-- Data for this exercise start --
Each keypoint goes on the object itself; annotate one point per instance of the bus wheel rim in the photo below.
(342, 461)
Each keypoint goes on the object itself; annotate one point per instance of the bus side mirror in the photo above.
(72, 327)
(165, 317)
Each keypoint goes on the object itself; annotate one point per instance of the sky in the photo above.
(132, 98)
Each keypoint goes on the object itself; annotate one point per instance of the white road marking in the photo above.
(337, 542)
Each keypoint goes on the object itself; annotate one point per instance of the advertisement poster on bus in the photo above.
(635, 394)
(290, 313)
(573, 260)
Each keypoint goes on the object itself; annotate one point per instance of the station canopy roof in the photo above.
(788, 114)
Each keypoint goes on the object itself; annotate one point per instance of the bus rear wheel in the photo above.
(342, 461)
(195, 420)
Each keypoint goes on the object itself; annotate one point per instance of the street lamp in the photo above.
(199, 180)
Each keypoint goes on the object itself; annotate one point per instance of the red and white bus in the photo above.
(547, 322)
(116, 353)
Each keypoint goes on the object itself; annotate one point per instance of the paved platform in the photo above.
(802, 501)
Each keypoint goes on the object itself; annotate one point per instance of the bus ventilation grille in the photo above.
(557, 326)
-- Data for this exercise end --
-- Data for this exercise start --
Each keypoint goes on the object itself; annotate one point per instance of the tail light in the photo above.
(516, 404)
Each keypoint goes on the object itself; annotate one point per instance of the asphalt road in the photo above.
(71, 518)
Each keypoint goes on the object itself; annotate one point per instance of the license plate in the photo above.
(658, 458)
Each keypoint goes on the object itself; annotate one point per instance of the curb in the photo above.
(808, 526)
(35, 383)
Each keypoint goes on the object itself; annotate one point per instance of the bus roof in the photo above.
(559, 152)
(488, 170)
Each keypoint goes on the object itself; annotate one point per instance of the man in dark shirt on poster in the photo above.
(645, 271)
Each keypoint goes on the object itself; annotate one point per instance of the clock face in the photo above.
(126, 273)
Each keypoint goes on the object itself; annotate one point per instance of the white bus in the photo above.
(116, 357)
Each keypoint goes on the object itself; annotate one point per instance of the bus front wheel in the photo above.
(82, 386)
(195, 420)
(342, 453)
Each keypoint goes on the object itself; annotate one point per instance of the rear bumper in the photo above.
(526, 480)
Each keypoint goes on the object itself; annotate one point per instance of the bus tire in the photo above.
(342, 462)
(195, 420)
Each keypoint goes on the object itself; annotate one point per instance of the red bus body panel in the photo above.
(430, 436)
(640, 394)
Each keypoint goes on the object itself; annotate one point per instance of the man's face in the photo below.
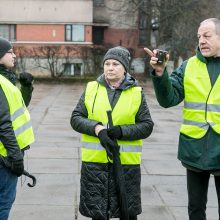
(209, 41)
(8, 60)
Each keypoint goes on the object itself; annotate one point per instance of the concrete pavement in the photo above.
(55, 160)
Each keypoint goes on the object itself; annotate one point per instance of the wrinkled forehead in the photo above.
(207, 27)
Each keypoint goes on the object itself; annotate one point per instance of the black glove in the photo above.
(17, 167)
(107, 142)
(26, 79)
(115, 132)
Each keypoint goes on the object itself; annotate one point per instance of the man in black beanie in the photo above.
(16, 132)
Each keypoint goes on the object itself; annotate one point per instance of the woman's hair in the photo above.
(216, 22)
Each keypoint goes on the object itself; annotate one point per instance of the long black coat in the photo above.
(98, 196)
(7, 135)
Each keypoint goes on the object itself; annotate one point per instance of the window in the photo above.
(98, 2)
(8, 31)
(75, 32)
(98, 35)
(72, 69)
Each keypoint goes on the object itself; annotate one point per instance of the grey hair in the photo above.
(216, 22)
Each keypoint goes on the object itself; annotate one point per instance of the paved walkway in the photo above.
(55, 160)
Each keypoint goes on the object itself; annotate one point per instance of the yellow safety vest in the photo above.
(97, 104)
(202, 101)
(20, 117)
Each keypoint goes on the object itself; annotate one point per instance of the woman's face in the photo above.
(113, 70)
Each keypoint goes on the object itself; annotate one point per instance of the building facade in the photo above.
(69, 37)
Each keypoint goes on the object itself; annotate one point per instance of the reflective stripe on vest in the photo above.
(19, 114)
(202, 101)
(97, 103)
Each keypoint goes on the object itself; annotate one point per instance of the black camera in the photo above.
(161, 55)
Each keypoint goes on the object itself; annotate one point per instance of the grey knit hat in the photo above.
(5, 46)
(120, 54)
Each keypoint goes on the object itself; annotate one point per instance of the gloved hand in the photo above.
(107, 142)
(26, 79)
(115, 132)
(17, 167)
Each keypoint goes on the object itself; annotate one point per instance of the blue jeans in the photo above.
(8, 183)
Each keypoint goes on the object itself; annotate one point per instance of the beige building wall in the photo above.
-- Data for this exercise end --
-- Data for this exercise start --
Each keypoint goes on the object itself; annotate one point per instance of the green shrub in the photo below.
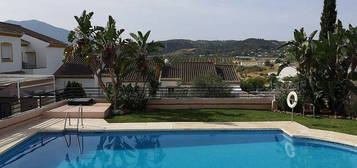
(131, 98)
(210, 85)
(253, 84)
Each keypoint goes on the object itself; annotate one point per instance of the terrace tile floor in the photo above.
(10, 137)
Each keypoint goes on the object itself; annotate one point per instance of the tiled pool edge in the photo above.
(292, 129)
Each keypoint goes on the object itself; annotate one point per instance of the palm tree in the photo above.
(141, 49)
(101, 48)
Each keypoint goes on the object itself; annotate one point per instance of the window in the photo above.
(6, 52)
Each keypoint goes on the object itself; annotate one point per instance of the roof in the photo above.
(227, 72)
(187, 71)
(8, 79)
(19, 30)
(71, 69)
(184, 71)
-- Data for this exercise end --
» **Work to do**:
Rescale the material from the line with "camera in the photo above." to the line with "wall in the photo above.", both lines included. Write out only those lines, requests as well, with every answer coordinate multiplied by 1.55 and rounded to a whole number, halves rounded up.

» **Complete response**:
Each keypoint goes on the object itself; annotate one point per instance of the black camera in the photo above.
(250, 85)
Each keypoint goes on the object itself; annotate one point per instance of the grey knit hat in the photo above.
(8, 71)
(186, 84)
Each keypoint goes on the object itself; annotate one point per instance of the gloved hand in the photo above.
(166, 220)
(40, 122)
(178, 205)
(26, 259)
Each keypoint goes on the object itself; annotate one point per instance of the blue jeans in the photo above.
(12, 284)
Each keypoint goes on the object itself; annotate one point per instance of the beige building wall in the photo above.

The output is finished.